Resume the article on the film Deyyam, continuing its plot summary from the point where it stops.

:: Document text ::
= = = =
- Deyyam Movie Title
- Directed by: Ram Gopal Varma
- Written by: Ram Gopal Varma
- Produced by: Ram Gopal Varma
- Starring: J. D. Chakravarthy Maheswari Jayasudha Ajinkya Deo
- Narrated by: Ganapathi Rao Kommanapalli (Dialogues)
- Cinematography: Chota K. Naidu
- Edited by: Bhanodaya
- Music by: Songs: Viswanatha Satyanarayana Background Score: Mani Sharma
- Distributed by: Varma Corporation
- Release date: 21 June 1996;
- Running time: 96 minutes
- Country: India
- Language: Telugu

= Deyyam (1996 film) =

1996 Telugu horror film directed by Ram Gopal Varma

Deyyam (Ghost) is a 1996 Telugu horror film written, produced, and directed by Ram Gopal Varma. The film stars J. D. Chakravarthy, Maheswari, Jayasudha, and Ajinkya Deo. The film released on 21 June 1996. It is based on the Hollywood film Poltergeist.

==Plot==
Late at night, a man returns home. He passes by a graveyard and tries to interact with a ghost that he has mistaken for a woman and follows her. The ghost ambushes and kills him.

The story then moves to a happy couple Murali and Sindhu, who live with their three-year-old son Chinni and Sindhu's sister Mahi. They plan to buy a strange new farmhouse, which is near the same graveyard shown during the beginning of the movie. Mahi is in love with her boyfriend Narsing, and they often hang out together. Problems start to rise when Chinni starts making imaginary friends in their new home. It is later revealed that his "imaginary friends" are ghosts. A sequence of events happen proving the presence of ghosts in the house. Things grow worse when Chinni becomes prey to the ghosts and is killed under mysterious circumstances. Sindhu sees Chinni's ghost and feels that he is still alive. Sindhu gets mentally upset and starts to look for Chinni everywhere around the house.
= = = =
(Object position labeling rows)
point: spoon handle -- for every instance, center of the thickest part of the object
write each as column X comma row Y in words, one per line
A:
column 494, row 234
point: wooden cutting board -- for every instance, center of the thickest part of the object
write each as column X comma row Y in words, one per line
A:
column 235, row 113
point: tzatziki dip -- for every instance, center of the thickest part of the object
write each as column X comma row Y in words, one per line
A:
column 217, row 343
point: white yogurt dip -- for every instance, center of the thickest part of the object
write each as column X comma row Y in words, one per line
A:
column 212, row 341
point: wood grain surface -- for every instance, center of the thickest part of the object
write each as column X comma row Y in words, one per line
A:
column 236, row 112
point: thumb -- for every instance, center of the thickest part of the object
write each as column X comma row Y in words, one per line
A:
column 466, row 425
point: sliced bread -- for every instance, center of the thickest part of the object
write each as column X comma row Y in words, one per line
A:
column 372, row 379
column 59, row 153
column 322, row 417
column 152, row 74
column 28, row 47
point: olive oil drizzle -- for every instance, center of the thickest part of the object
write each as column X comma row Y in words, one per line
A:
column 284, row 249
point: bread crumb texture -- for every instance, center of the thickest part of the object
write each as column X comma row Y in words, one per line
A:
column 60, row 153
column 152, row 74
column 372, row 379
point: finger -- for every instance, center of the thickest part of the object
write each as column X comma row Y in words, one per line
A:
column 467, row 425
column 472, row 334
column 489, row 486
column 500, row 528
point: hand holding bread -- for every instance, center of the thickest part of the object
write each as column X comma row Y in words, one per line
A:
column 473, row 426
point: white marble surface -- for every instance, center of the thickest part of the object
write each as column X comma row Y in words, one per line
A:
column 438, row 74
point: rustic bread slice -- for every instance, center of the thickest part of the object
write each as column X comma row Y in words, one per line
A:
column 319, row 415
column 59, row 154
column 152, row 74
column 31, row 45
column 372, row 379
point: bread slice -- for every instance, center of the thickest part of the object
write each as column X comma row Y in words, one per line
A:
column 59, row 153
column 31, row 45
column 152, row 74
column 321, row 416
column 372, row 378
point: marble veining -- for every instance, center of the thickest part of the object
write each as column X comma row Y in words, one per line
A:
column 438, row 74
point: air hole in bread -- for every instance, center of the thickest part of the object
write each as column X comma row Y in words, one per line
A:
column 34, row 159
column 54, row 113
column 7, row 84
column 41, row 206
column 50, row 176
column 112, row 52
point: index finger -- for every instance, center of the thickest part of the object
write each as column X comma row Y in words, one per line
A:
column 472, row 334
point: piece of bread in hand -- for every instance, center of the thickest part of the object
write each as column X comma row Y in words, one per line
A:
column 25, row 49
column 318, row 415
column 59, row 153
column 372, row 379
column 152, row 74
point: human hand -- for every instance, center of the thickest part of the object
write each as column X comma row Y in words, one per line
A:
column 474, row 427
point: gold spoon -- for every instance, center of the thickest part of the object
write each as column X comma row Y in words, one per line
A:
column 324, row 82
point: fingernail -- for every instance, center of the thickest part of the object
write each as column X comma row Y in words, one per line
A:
= = = =
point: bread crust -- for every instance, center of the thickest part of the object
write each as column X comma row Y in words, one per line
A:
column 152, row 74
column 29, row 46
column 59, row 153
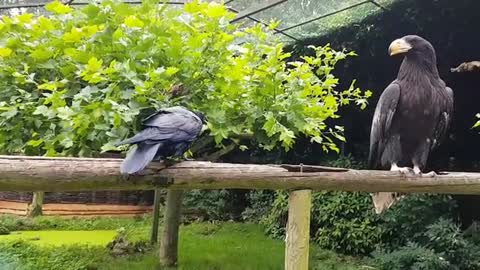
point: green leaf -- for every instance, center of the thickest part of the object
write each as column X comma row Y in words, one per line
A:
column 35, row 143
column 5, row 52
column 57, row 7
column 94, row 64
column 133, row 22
= = = =
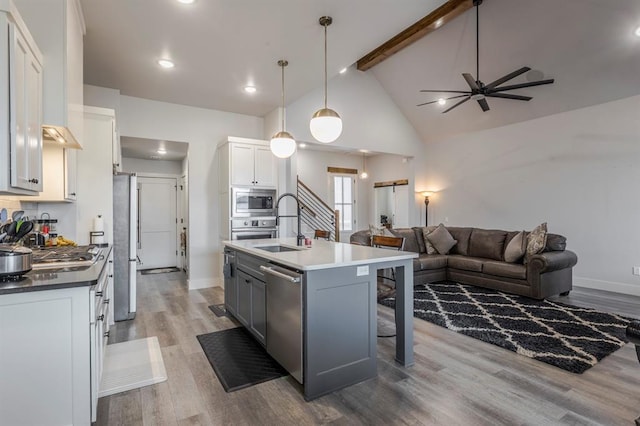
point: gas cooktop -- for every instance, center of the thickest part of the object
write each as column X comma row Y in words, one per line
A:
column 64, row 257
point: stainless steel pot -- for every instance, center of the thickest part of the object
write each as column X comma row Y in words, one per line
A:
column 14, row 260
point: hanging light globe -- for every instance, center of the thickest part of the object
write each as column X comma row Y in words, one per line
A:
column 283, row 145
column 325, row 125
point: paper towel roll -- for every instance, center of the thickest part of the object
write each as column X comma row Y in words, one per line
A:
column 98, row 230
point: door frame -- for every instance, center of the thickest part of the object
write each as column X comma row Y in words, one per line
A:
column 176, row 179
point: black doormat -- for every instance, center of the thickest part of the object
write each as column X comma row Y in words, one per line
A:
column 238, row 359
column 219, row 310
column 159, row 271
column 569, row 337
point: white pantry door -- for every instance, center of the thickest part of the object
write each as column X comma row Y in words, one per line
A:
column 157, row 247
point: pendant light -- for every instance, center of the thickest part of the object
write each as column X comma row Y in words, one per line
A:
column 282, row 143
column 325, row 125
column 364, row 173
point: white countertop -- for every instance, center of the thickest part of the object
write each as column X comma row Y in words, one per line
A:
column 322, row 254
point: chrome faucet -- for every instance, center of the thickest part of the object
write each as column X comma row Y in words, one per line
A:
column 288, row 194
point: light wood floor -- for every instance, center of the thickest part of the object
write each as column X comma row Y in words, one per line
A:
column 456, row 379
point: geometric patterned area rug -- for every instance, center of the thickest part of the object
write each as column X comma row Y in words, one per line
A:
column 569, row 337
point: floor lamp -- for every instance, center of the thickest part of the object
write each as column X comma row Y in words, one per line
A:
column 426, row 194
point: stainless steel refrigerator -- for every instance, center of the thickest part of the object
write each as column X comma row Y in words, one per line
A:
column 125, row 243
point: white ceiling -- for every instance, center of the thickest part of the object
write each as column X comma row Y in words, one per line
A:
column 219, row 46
= = = =
:: The response ::
Meanwhile, Narsing, once while waiting for Mahi near their house by the graveyard one night, comes across the same ghost (seen during the beginning of the movie) and mistakes it for Mahi, and the ghost tries to attack him. He somehow escapes from there. Later, after inquiring with his friends, they tell him that a builder built the farm house on top of a graveyard and there are a lot of rumors in circulation that the place has a demonic presence. Narsing understands that Mahi's family is in serious trouble. He warns Mahi to move away from that house immediately, repeatedly. But Mahi, raised as an atheist, does not pay heed to his words. The ghosts continue to haunt and kill the family members one after the other. The story comes to the climax, where it is revealed that the entire area around the farmhouse is infested with ghosts. The undead rise from their graves, and it boils down to Mahi and Narsing remaining (everyone including Mahi's family joins the undead). They manage to flee from the farmhouse and return to Narsing's house. To their horror, they find the ghosts of Mahi's family and other known people around the farmhouse waiting for them. The final scene shows that they are cornered by the ghosts and surrounded. The film concluded with an uncertain ending as to whether they escape and survive or not.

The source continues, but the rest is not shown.